[Task requirements] Please give the listing again, word for word, with nothing left out.
start
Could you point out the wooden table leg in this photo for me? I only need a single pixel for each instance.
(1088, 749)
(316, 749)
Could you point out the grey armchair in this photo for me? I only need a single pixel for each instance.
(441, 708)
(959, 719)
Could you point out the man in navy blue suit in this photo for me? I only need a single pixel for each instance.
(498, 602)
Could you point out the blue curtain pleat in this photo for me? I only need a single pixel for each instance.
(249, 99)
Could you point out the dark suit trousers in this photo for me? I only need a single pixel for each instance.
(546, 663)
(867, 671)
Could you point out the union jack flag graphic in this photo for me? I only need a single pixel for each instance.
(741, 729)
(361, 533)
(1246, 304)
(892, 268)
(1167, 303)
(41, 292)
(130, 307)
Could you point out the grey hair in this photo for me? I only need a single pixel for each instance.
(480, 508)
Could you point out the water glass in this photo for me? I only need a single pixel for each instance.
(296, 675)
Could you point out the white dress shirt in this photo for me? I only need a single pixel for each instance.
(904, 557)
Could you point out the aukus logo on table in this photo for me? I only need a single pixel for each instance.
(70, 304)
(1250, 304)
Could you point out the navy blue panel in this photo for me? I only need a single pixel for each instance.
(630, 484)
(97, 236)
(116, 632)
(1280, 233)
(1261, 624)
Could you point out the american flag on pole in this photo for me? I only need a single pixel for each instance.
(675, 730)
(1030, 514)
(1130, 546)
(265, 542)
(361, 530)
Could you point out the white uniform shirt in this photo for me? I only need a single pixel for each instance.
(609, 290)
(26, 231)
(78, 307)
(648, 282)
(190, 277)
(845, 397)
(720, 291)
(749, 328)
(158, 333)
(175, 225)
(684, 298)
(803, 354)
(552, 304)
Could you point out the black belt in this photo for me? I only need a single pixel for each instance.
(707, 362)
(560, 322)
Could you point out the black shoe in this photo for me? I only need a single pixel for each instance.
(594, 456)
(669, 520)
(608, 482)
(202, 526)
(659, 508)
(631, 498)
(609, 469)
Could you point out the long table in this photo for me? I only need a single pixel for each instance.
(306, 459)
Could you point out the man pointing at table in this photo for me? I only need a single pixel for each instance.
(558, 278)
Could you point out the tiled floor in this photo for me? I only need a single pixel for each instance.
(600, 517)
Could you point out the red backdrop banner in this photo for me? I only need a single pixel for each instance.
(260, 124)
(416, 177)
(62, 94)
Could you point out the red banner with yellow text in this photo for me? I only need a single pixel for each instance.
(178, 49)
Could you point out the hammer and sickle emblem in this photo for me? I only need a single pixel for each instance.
end
[Problem solution]
Could you point out the wooden table leg in this photo for me? I only need a single pixel for each instance.
(1088, 749)
(316, 749)
Could you point out the grey armchair in this photo for me? I only need a single pixel for each instance.
(441, 708)
(959, 719)
Could you point out the man in navy blue suit in this photo for me? I only need a single pixel for each instance.
(498, 602)
Could you point out the blue curtain pleat in this photo for me? I only need a single pixel for each instance.
(249, 99)
Could you point out the dark suit trousers in this photo for me? I only need a single pixel for each instance.
(546, 663)
(867, 671)
Could you point out the union jack flag graphic in this photo for me? I only need a single pixel for each instance.
(741, 729)
(361, 533)
(1246, 304)
(892, 268)
(1167, 303)
(41, 292)
(130, 307)
Could you point out the grey hair in this photo for me? I only need a single pixel for each instance.
(480, 508)
Could you point out the water glass in this photo for me? I only need a single pixel for each instance.
(296, 675)
Could you point out the white dress shirt in this photo for me? I only need a single pixel for each instance.
(904, 557)
Could you point out the aukus logo on table in this photo for me? I only need a single pixel for each instance.
(70, 304)
(1250, 304)
Could you point out the navy blue panel in this photo for me? I only need a single pixel for each instance.
(630, 484)
(97, 236)
(116, 632)
(1280, 233)
(1261, 624)
Could you point out the american flag on pole in this photo for me? I only need a single pixel for each instance.
(675, 730)
(1030, 514)
(1130, 546)
(265, 542)
(361, 530)
Could you point out the white uniform shirt in this photo for me? I only need a single pixel for each instance.
(609, 290)
(26, 231)
(78, 307)
(648, 282)
(190, 277)
(845, 397)
(720, 291)
(749, 328)
(158, 333)
(175, 225)
(684, 298)
(803, 354)
(552, 304)
Could you point out the black belt in this photo for me? I only need a single pixel for each instance.
(707, 362)
(560, 322)
Could you point out the black shoe in this photo for me? I only need a single pixel for each instance.
(594, 456)
(669, 520)
(608, 482)
(202, 526)
(659, 508)
(631, 498)
(609, 469)
Could you point out the long table in this photo for me? I only need a single pixel for each instance.
(306, 459)
Could you point out the man pointing at table in this photo for me? I only need a single pixel for each instance.
(558, 278)
Could you point out the tiled floor in this photo for me? I only need a single pixel for each instance.
(600, 517)
Could you point out the red backdrop banner in this photo for me? I only need a single pixel for each instance.
(260, 124)
(416, 177)
(62, 94)
Could you point out the red banner with yellow text in this photo for me? I only need a single pixel for each instance.
(178, 49)
Could you point out the hammer and sickle emblem in this photo for me? I only need a single pixel for each instance.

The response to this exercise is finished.